> Requirement:
Print the data exactly as it is given, please.

> Data:
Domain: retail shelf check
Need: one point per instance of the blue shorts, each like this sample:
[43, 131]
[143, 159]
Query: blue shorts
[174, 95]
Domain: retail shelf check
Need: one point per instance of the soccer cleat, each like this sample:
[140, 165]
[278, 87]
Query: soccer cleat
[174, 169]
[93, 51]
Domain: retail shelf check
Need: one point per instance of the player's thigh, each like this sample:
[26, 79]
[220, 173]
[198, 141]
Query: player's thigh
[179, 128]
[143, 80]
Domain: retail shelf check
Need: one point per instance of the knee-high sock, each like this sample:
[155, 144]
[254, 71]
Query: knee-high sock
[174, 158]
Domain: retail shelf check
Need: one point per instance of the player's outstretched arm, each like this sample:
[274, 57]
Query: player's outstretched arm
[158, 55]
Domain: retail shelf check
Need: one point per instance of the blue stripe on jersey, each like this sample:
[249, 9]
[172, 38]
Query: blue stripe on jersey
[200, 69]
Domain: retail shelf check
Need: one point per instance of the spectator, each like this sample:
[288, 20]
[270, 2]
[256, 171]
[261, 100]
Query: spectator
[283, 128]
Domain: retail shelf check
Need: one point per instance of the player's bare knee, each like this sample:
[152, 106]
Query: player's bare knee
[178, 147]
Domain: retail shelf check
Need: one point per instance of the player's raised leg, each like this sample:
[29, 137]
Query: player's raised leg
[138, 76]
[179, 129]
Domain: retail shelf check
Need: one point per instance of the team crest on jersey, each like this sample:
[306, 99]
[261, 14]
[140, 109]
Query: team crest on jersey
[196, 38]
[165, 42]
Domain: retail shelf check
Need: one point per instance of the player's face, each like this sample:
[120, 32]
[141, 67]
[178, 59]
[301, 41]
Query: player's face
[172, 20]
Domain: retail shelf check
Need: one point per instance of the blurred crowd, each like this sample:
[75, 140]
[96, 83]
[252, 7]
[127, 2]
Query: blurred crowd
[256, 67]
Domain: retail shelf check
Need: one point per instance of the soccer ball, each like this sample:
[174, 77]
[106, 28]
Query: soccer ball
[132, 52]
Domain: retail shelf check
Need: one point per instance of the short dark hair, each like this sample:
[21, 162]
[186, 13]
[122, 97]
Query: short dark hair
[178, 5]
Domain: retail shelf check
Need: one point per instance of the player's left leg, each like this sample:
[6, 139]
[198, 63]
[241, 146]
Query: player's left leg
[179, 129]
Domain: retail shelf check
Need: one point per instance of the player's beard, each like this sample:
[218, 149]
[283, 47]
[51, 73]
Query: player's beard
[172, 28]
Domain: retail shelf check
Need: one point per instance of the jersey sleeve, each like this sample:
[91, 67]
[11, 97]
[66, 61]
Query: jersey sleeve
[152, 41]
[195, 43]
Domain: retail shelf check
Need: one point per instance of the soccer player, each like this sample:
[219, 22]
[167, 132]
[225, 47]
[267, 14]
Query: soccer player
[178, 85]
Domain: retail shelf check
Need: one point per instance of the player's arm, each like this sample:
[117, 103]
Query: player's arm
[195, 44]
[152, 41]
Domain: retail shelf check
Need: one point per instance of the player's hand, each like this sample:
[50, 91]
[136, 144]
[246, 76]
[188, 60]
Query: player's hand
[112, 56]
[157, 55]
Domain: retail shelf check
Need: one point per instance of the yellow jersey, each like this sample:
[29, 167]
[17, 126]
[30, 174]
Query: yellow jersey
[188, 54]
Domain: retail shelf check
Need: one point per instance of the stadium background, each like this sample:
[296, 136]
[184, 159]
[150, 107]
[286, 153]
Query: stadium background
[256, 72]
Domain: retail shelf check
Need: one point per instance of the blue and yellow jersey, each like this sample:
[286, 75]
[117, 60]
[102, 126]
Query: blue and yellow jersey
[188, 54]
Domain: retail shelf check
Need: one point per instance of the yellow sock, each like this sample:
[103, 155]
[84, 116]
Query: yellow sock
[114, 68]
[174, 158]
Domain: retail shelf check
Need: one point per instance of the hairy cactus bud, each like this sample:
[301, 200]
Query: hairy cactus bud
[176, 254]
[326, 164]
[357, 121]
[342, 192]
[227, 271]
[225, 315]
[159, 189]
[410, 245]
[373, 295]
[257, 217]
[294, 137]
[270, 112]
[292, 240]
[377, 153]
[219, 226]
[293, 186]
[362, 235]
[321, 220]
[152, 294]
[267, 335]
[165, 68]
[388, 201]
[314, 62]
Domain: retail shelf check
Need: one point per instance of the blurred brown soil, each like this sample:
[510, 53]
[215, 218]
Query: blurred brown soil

> Expected output:
Domain: retail shelf check
Need: one point per instance of the blue shorts, each like this sample:
[43, 131]
[143, 159]
Query: blue shorts
[174, 95]
Domain: retail shelf check
Need: one point per instance of the soccer cleat, each like this sample:
[140, 165]
[278, 87]
Query: soccer cleat
[174, 169]
[93, 51]
Domain: retail shelf check
Need: one point per instance of the player's thigh, each like this sample:
[26, 79]
[220, 173]
[198, 141]
Query: player's thigh
[179, 128]
[143, 80]
Domain: retail shelf check
Need: one point per instance of the knee-high sock, each like this sample:
[155, 144]
[254, 71]
Query: knee-high sock
[174, 158]
Domain: retail shelf check
Need: one point per instance of the player's outstretched arm, each like this sample:
[274, 57]
Query: player's outstretched arm
[158, 55]
Domain: retail shelf check
Need: one point per instance of the blue stripe on jersey, each like this sample:
[249, 9]
[172, 38]
Query: blue stripe on jersey
[200, 69]
Domain: retail shelf check
Need: one point per instance of the spectator, each like this sample:
[288, 20]
[270, 2]
[256, 171]
[261, 100]
Query: spectator
[283, 128]
Domain: retail shelf check
Need: one point per instance of the player's bare knee, each like this sample:
[152, 106]
Query: player's bare knee
[178, 147]
Domain: retail shelf check
Need: one point per instance of the player's raised leg, each like this sample:
[29, 137]
Query: player's raised leg
[138, 76]
[179, 129]
Domain: retail shelf check
Need: one point per instance of the team crest on jersey, each like this sample:
[306, 99]
[261, 14]
[140, 109]
Query: team crest on jersey
[196, 38]
[165, 42]
Domain: retail shelf check
Need: one point per instance of the player's face, each like this sample:
[120, 32]
[141, 67]
[178, 59]
[301, 41]
Query: player's face
[172, 20]
Domain: retail shelf check
Need: one point per instance of the blurred crowd, each like this sample:
[75, 140]
[96, 83]
[252, 7]
[127, 2]
Query: blurred crowd
[256, 67]
Domain: retail shelf check
Need: one point per instance of the soccer ball, each like this sample:
[174, 77]
[106, 28]
Query: soccer ball
[132, 52]
Domain: retail shelf check
Need: one point per instance of the short dark hair, each like this sample:
[21, 162]
[186, 13]
[122, 97]
Query: short dark hair
[178, 5]
Domain: retail shelf check
Need: one point per instance of the player's left leg, each like this sample:
[6, 139]
[198, 63]
[241, 146]
Query: player's left leg
[179, 129]
Domain: retail shelf check
Need: one point per instance of the player's beard, each like this sample:
[218, 149]
[283, 47]
[51, 73]
Query: player's beard
[172, 28]
Domain: retail shelf check
Need: one point per instance of the jersey sleeve, each like this sample:
[91, 67]
[11, 97]
[66, 61]
Query: jersey sleeve
[152, 41]
[195, 43]
Domain: retail shelf check
Need: one point per instance of the soccer player, each like this sample:
[219, 22]
[167, 132]
[225, 47]
[267, 14]
Query: soccer player
[178, 85]
Domain: retail shelf check
Need: one point per instance of the player's arm, each like this sample:
[117, 103]
Query: player's arm
[195, 44]
[152, 41]
Domain: retail shelf check
Need: one point per instance of the player's hand, each like this sample:
[50, 91]
[136, 144]
[246, 76]
[188, 60]
Query: player's hand
[112, 56]
[157, 55]
Domain: retail shelf check
Need: one point per instance of the yellow jersey, each like this sample:
[29, 167]
[17, 126]
[30, 174]
Query: yellow jersey
[188, 54]
Domain: retail shelf check
Need: one point per instance of the stadium background, each like this sample:
[296, 136]
[184, 159]
[150, 107]
[286, 153]
Query: stadium background
[256, 72]
Domain: retail shelf check
Need: one point per instance of the blue and yellow jersey, each like this sample:
[286, 75]
[117, 60]
[102, 126]
Query: blue and yellow jersey
[188, 54]
Domain: retail shelf check
Need: one point per instance of the yellow sock, each like this sample:
[103, 155]
[84, 116]
Query: yellow sock
[114, 68]
[174, 158]
Domain: retail shelf check
Need: one point per instance of the hairy cactus bud, each like this sample:
[301, 200]
Query: hairy cactus bud
[176, 254]
[326, 164]
[357, 121]
[342, 192]
[227, 271]
[225, 315]
[159, 189]
[410, 245]
[373, 295]
[257, 217]
[294, 137]
[270, 112]
[292, 240]
[377, 153]
[219, 226]
[293, 186]
[362, 235]
[321, 220]
[152, 294]
[267, 335]
[165, 68]
[388, 201]
[314, 62]
Domain: retail shelf check
Need: one point per instance of the blurred brown soil, each like this sample:
[510, 53]
[215, 218]
Query: blurred brown soil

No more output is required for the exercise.